WRITTEN INSTRUCTION =>
Rename "mountain bike" as "bicycle" in the material, starting at the line that contains "the forest in" and ending at the line that contains "point(130, 185)". Reproduce only those lines, changing nothing else.

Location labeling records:
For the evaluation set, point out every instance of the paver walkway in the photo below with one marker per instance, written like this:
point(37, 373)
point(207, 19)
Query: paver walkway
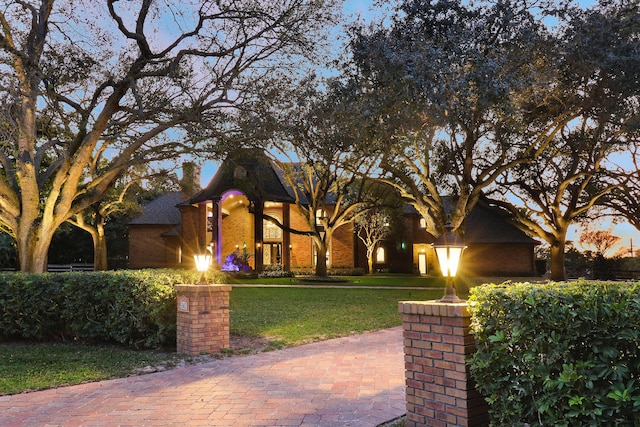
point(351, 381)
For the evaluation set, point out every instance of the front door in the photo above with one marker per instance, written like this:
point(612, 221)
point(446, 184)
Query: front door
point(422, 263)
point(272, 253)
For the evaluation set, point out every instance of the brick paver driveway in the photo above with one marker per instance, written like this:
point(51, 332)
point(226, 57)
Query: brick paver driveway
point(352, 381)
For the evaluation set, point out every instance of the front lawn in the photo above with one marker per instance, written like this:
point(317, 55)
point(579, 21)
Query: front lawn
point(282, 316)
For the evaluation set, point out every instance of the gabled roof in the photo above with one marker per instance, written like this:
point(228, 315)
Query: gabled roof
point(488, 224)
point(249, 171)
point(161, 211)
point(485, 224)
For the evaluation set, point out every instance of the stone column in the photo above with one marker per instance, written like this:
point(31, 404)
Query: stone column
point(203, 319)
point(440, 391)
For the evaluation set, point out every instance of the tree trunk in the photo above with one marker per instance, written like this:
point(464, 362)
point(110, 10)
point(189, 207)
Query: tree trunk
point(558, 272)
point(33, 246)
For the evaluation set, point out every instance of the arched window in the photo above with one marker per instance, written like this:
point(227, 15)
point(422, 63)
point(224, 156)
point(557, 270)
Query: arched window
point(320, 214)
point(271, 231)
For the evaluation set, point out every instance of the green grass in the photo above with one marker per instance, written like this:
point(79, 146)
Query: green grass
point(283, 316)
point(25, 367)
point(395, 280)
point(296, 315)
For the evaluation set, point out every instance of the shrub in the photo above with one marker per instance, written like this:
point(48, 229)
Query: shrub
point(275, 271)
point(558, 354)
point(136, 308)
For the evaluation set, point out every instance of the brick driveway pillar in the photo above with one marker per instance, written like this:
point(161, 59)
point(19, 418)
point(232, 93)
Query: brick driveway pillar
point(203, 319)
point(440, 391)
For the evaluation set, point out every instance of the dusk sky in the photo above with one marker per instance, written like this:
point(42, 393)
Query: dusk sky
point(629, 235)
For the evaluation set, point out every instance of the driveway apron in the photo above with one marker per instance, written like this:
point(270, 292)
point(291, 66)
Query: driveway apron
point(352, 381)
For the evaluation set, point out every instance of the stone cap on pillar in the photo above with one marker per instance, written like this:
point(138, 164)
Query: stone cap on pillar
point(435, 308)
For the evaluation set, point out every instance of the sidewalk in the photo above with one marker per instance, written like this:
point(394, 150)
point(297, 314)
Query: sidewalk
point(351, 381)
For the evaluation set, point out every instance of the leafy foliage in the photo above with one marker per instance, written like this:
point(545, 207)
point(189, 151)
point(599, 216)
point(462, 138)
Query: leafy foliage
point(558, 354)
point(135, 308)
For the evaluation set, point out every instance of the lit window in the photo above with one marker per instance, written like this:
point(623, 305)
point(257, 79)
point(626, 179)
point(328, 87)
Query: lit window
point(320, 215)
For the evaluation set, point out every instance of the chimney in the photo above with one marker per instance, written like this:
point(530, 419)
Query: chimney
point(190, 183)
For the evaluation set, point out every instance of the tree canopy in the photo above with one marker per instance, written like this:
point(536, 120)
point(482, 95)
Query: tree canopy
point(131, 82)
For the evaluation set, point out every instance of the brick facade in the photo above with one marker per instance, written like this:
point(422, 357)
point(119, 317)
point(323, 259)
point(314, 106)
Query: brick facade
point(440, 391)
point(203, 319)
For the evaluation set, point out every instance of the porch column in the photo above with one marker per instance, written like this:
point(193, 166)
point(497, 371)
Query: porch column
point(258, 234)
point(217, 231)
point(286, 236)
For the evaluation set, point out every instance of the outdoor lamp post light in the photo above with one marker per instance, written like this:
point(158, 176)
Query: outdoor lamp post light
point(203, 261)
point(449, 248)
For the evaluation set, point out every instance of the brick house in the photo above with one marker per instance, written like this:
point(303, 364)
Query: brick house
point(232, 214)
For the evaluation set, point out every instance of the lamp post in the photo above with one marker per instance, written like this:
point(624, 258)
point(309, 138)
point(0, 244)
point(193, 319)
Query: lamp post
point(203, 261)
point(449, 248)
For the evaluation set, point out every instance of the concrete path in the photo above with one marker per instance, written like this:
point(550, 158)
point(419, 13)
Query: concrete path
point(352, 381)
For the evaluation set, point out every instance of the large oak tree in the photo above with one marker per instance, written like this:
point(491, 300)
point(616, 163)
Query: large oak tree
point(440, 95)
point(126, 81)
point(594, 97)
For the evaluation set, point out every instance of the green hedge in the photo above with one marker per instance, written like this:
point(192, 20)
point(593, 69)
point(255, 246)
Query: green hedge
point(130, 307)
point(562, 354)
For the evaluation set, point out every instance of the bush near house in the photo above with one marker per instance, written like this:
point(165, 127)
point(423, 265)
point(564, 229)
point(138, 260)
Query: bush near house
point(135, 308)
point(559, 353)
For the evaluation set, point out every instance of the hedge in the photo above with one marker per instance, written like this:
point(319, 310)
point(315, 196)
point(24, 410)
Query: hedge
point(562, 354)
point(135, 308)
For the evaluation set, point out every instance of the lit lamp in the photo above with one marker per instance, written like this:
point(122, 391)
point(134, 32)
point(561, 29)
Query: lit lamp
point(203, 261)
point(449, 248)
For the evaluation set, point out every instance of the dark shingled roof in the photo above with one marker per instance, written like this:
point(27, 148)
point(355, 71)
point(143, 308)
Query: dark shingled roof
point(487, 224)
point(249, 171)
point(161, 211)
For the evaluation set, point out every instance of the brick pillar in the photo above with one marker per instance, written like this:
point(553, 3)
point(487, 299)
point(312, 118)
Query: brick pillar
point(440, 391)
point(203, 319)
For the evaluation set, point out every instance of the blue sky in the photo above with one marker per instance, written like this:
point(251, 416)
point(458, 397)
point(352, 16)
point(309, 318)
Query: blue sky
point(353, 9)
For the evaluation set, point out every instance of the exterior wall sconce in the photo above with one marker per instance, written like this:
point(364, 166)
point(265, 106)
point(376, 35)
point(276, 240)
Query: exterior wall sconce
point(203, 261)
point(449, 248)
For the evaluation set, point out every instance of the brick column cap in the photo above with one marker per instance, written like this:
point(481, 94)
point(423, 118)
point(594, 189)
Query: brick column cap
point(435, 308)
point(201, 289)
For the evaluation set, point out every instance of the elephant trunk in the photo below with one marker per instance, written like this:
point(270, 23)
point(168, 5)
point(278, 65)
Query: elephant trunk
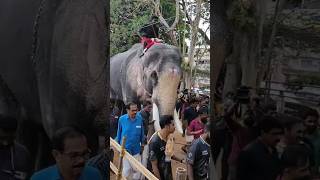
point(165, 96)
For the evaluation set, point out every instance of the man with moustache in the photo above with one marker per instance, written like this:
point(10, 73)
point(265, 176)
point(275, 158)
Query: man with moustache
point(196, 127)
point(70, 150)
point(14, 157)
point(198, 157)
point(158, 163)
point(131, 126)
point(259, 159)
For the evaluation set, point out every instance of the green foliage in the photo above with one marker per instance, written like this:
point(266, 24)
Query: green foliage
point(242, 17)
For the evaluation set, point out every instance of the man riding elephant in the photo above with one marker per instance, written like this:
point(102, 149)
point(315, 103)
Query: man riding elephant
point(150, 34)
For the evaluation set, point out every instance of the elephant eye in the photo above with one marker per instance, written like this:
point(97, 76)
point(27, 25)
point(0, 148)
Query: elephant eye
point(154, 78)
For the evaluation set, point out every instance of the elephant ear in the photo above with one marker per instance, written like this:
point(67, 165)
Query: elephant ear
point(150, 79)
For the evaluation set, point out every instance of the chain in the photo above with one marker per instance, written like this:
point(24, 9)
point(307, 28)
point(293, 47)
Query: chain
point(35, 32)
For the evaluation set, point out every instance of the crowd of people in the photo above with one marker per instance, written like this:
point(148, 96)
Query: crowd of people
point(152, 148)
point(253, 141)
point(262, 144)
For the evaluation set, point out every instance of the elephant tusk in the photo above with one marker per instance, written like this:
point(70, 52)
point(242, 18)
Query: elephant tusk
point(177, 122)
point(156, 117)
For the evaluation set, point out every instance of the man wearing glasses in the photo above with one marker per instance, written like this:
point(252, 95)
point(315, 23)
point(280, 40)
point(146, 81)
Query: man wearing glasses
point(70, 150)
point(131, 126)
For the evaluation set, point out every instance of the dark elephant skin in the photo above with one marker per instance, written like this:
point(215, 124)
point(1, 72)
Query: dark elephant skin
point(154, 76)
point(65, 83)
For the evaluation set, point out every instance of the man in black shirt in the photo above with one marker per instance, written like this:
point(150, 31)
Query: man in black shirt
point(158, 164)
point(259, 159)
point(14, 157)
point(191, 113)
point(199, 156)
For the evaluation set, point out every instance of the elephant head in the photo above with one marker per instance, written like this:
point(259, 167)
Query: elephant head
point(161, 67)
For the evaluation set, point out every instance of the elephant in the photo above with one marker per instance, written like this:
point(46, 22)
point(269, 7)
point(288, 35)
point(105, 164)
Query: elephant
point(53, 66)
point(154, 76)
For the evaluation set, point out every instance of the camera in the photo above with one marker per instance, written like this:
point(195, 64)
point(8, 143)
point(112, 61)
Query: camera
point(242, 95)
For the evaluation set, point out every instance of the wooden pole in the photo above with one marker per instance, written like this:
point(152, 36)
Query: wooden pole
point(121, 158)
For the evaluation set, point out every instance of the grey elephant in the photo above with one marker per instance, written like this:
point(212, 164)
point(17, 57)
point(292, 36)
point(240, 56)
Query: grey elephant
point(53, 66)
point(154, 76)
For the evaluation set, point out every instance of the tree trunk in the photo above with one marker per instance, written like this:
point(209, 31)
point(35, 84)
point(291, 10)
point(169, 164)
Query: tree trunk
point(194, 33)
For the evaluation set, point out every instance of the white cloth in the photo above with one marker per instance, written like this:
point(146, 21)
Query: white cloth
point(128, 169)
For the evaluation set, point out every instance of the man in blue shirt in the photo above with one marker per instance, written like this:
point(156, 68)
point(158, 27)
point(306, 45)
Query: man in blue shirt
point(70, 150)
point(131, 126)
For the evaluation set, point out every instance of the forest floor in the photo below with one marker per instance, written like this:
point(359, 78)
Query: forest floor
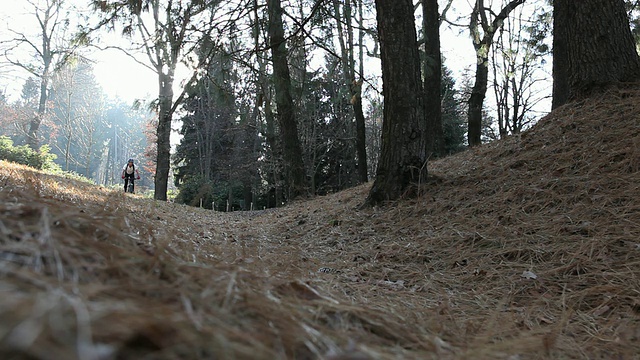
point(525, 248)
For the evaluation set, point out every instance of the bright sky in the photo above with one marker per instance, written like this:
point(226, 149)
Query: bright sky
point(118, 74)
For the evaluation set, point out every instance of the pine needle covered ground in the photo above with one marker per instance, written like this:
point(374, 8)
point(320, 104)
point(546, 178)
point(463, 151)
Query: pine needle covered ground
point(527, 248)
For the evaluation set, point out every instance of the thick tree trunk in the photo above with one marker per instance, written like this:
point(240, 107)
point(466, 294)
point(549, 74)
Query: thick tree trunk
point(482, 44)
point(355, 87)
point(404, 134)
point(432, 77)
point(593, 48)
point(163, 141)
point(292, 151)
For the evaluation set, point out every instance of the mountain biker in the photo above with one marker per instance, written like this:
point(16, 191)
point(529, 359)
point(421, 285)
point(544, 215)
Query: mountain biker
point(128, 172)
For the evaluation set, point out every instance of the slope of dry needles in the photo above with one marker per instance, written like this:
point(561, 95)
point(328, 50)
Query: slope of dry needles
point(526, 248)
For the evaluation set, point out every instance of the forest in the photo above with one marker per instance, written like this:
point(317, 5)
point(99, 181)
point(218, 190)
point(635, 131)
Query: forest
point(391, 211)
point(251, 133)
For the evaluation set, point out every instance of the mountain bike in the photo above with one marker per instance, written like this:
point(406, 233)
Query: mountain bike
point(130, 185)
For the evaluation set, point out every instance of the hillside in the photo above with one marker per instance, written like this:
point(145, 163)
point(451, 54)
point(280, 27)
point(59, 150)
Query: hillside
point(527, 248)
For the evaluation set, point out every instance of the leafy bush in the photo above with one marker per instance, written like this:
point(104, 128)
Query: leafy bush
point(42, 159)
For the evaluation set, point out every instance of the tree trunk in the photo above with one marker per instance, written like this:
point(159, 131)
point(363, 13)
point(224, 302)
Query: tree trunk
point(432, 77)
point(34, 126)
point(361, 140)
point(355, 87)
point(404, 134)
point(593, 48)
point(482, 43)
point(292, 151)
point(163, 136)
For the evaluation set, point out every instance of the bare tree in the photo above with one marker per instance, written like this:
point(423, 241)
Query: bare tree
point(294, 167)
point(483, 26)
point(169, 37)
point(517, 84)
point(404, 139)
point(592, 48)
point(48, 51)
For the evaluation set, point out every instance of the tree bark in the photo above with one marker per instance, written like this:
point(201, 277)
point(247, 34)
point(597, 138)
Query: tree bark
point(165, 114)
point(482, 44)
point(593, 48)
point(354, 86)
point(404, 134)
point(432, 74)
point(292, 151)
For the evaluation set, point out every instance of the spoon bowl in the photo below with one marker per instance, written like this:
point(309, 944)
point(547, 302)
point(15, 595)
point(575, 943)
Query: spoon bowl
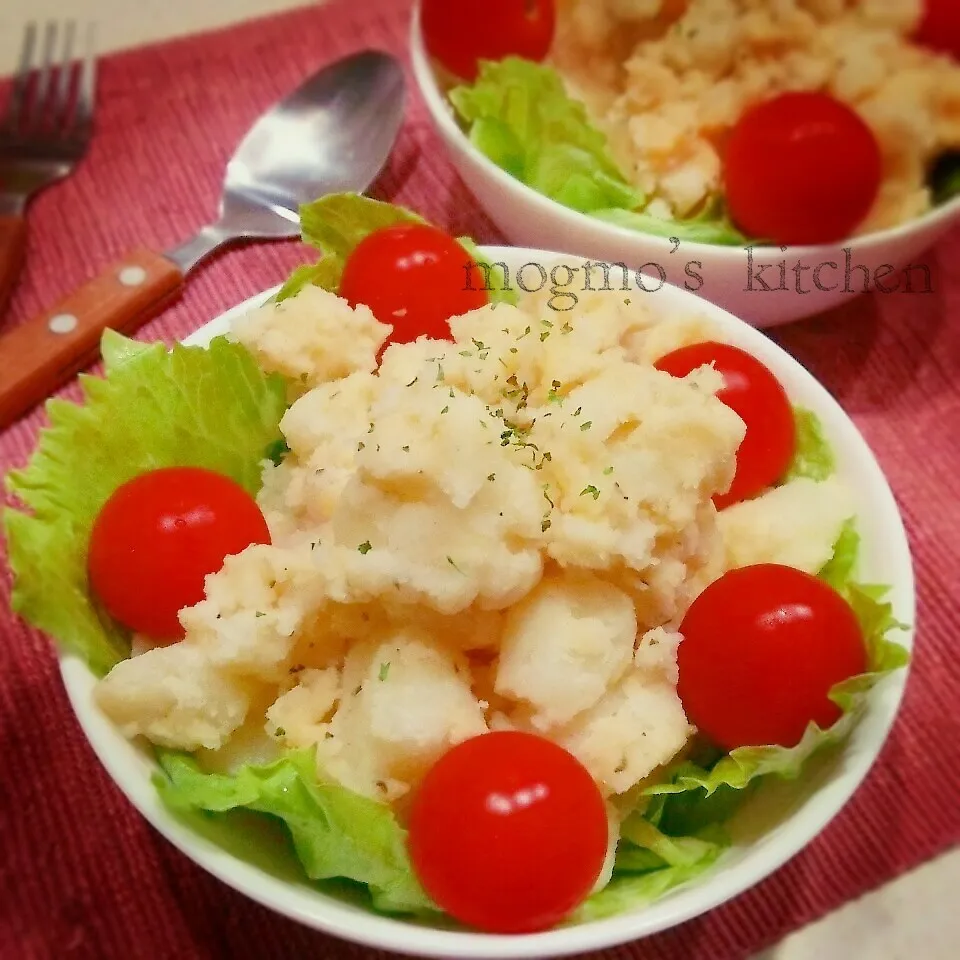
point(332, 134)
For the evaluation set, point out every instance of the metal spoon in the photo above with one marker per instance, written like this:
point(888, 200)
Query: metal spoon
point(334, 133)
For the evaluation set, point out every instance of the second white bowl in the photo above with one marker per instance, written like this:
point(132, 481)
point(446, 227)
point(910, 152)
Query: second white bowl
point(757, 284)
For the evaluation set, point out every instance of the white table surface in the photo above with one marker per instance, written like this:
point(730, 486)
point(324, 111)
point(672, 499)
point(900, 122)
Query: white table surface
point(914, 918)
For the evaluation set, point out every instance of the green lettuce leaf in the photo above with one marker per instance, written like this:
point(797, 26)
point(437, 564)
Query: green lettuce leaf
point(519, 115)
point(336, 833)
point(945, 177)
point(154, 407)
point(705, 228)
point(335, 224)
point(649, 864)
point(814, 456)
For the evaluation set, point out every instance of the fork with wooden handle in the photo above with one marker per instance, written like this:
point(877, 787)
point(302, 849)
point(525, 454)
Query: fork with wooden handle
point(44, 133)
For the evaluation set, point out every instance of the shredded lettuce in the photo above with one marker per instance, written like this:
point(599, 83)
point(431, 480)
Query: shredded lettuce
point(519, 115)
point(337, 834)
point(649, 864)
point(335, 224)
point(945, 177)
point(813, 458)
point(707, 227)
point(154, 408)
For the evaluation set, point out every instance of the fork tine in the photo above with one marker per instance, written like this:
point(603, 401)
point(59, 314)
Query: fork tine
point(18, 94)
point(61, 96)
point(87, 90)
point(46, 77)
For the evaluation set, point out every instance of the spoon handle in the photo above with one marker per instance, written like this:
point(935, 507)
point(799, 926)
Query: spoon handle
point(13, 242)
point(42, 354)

COMPLETE ANSWER =>
For the evaluation set, point out every instance of the forest in the photo above with one marker per instance, written like this:
point(317, 5)
point(99, 181)
point(218, 190)
point(635, 131)
Query: forest
point(391, 211)
point(251, 133)
For the evaluation set, point out every instance of the bicycle in the photo above with one marker per instance, written like this:
point(406, 233)
Query: bicycle
point(130, 185)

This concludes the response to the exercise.